* _Input material_
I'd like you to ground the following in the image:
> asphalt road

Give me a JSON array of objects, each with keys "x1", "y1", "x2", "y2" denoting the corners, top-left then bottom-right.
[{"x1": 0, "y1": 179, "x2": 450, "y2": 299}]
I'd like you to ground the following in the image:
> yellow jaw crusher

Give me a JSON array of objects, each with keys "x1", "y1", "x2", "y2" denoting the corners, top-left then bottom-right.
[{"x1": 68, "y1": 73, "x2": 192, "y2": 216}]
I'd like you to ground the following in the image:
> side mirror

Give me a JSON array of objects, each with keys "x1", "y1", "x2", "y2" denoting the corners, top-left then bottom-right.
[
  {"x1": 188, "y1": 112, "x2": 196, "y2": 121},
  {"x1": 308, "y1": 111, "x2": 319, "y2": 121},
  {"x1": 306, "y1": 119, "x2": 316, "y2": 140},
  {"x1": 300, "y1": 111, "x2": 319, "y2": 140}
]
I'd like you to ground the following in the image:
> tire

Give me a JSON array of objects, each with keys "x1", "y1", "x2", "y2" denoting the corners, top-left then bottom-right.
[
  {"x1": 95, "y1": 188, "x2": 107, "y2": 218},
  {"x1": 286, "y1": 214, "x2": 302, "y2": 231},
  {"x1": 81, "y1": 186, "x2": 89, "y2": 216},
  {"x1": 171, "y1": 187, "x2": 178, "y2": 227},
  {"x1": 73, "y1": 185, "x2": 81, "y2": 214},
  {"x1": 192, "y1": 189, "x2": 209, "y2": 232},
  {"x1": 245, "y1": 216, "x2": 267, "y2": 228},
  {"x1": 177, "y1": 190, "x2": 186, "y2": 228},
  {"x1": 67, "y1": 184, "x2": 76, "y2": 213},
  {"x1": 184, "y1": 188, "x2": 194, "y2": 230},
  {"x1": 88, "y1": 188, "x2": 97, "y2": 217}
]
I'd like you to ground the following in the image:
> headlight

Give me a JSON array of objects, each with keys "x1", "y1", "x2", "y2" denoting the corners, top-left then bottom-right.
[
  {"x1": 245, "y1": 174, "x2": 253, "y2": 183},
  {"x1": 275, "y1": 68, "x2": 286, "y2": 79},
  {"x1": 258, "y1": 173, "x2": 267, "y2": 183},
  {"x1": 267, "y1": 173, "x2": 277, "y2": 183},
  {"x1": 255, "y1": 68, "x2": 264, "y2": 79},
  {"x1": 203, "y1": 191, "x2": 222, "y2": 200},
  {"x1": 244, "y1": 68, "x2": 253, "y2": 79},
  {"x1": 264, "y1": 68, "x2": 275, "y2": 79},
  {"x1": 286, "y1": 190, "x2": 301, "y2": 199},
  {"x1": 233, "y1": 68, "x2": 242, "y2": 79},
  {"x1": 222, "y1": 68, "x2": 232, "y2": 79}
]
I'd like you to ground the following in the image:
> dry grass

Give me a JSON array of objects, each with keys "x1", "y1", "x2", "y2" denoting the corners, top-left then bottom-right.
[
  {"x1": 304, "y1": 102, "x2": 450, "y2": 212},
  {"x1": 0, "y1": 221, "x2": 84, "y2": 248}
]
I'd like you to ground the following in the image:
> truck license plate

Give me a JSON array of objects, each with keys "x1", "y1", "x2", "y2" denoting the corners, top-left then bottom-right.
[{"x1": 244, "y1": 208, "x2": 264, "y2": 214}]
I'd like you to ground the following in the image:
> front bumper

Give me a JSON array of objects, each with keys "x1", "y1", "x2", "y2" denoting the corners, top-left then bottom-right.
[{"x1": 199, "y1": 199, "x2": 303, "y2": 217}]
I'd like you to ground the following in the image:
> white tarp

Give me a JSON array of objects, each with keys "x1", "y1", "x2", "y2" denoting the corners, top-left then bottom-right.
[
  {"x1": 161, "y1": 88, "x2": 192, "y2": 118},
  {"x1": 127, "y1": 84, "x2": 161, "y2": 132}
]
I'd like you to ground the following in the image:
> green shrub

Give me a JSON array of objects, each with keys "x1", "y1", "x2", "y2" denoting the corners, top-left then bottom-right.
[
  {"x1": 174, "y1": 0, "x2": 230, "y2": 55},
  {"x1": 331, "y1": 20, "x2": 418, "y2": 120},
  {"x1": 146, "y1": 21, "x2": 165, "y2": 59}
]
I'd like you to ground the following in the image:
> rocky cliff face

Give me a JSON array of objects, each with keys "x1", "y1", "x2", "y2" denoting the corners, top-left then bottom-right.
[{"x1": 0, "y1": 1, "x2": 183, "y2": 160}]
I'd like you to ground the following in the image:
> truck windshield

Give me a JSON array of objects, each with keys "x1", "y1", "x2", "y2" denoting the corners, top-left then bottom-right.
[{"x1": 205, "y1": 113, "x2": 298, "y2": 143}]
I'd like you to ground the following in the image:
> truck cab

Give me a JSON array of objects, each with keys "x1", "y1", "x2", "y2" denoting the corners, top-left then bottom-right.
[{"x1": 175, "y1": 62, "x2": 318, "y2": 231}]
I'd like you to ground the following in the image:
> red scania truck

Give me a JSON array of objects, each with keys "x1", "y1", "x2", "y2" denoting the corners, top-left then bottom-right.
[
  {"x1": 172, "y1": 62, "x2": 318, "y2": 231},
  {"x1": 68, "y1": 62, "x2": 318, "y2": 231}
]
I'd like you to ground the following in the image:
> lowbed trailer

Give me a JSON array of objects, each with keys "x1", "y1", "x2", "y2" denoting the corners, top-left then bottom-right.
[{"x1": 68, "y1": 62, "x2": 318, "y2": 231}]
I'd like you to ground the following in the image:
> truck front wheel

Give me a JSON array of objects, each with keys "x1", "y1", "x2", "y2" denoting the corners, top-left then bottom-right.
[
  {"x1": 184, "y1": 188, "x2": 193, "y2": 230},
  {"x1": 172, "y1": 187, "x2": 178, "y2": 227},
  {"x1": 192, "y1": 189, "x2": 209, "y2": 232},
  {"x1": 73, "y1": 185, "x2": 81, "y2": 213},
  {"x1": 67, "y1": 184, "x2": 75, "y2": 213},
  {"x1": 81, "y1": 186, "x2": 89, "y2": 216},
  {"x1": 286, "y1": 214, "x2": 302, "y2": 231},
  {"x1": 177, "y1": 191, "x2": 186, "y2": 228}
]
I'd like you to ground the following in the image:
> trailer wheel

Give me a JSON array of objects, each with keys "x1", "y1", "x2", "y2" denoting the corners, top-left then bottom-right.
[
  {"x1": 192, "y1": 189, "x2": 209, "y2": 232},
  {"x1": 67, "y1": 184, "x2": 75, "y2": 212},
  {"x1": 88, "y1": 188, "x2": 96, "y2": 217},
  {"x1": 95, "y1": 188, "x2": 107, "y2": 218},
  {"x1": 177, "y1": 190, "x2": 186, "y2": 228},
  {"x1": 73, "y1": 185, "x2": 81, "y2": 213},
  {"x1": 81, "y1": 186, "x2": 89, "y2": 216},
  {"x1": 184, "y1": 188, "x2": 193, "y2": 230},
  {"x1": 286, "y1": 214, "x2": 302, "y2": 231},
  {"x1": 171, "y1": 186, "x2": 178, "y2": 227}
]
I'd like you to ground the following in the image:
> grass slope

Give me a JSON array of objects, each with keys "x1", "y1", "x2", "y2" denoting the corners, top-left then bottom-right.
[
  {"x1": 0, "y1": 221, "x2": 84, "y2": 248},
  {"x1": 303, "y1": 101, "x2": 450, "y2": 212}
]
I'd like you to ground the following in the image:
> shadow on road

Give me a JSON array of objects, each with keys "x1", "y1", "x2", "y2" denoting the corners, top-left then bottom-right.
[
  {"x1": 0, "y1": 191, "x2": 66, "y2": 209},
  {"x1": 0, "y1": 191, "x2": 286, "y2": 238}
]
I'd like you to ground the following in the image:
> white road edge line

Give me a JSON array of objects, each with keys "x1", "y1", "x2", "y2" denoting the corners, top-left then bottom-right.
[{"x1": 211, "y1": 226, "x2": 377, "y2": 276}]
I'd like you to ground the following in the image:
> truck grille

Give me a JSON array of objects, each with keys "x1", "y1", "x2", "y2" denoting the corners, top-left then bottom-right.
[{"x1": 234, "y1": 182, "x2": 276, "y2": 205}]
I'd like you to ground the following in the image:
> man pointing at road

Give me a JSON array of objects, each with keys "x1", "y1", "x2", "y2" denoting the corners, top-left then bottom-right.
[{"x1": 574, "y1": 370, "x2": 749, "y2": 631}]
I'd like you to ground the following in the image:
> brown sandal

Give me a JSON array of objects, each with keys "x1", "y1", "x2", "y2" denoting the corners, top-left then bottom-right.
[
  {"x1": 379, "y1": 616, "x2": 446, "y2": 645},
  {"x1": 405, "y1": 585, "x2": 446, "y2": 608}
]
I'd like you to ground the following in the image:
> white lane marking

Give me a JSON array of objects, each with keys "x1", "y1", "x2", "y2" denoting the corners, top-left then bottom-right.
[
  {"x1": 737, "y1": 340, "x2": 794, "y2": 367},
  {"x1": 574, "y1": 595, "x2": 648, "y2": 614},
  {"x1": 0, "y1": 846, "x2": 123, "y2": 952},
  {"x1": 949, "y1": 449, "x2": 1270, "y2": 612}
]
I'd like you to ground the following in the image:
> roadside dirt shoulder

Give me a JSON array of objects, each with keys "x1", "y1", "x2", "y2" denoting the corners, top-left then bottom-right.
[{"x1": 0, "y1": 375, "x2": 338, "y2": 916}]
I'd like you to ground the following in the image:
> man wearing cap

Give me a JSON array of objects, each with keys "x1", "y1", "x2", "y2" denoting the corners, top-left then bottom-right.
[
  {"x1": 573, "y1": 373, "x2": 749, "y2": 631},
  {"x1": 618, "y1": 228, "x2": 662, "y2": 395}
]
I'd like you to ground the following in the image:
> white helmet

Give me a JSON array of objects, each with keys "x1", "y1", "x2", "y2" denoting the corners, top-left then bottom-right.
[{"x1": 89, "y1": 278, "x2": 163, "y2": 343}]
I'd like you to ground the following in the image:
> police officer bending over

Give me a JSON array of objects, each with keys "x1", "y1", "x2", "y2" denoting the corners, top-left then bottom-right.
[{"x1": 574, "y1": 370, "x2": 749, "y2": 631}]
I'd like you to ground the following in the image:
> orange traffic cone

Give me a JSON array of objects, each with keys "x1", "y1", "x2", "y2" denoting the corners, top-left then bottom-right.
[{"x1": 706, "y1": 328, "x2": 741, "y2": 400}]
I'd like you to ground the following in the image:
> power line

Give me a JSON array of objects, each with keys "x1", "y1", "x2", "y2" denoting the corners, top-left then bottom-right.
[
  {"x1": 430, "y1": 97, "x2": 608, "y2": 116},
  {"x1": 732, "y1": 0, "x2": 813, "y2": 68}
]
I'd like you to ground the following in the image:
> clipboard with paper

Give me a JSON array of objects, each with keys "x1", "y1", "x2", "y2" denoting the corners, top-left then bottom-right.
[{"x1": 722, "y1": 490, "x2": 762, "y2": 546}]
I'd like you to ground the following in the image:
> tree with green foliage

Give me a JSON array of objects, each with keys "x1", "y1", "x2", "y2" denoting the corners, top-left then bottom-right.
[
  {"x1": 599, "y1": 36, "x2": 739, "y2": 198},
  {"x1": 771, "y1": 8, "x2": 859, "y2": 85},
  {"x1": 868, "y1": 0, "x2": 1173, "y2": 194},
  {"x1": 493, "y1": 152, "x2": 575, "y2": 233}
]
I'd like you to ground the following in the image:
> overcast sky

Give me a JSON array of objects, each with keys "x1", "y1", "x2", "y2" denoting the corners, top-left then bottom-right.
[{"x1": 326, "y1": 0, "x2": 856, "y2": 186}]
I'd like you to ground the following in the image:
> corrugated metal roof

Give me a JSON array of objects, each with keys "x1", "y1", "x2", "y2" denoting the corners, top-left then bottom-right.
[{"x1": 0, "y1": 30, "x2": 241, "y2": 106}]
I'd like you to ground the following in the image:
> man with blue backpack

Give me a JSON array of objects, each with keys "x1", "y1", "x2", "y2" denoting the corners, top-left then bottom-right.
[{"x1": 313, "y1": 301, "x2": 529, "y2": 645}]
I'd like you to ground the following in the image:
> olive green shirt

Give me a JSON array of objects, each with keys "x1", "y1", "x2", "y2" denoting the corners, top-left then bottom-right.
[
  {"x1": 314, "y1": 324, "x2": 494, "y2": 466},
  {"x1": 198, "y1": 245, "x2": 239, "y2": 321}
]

* _Given task_
Report how many lines in the records above contain the string "truck", treating uppercase and lowercase as different. Give only the number.

* _Answer to the exercise_
6